EXERCISE DATA:

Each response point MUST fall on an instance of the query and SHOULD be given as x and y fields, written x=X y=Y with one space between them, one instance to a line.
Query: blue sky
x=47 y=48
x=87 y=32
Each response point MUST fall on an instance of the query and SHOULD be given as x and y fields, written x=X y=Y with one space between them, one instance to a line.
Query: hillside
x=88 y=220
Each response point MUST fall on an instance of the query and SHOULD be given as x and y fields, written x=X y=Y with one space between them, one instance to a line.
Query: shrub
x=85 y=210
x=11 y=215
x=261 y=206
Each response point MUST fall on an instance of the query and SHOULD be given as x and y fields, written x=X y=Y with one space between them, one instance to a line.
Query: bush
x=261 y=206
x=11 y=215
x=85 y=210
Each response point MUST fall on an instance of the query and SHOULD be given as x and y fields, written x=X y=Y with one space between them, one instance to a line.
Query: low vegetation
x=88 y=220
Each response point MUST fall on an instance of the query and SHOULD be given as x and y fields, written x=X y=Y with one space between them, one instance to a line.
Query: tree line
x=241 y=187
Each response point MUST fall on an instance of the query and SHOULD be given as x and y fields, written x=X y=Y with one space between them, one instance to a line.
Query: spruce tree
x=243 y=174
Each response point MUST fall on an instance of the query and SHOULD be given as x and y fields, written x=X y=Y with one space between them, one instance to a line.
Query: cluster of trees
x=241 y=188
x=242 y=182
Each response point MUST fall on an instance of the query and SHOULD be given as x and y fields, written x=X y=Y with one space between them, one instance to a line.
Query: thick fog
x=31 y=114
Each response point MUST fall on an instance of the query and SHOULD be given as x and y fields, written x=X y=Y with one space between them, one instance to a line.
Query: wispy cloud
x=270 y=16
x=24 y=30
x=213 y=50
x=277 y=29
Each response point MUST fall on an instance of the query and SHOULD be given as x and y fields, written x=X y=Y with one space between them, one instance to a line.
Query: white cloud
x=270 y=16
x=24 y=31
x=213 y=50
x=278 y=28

WORK TO BE COMPLETED: All lines from the one that contains "Query: cluster of trees" to the end of the records above are to be copied exactly; leave out the rest.

RESPONSE AREA:
Query: cluster of trees
x=241 y=188
x=242 y=182
Each response point MUST fall on an instance of the query and SHOULD be given as x and y fields, written x=X y=Y with one space between them, one instance to a line.
Query: thick fog
x=31 y=114
Each response point MUST fall on an instance of the query and SHOULD be given as x and y fields, written x=X y=Y with one space between them, one instance to a line.
Query: wispy cloud
x=270 y=16
x=24 y=30
x=213 y=50
x=277 y=29
Each response point MUST fall on an instance of the query and SHOULD be given as x and y fields, written x=X y=Y with one space between them, one instance to a line.
Query: white cloud
x=270 y=16
x=24 y=31
x=213 y=50
x=278 y=28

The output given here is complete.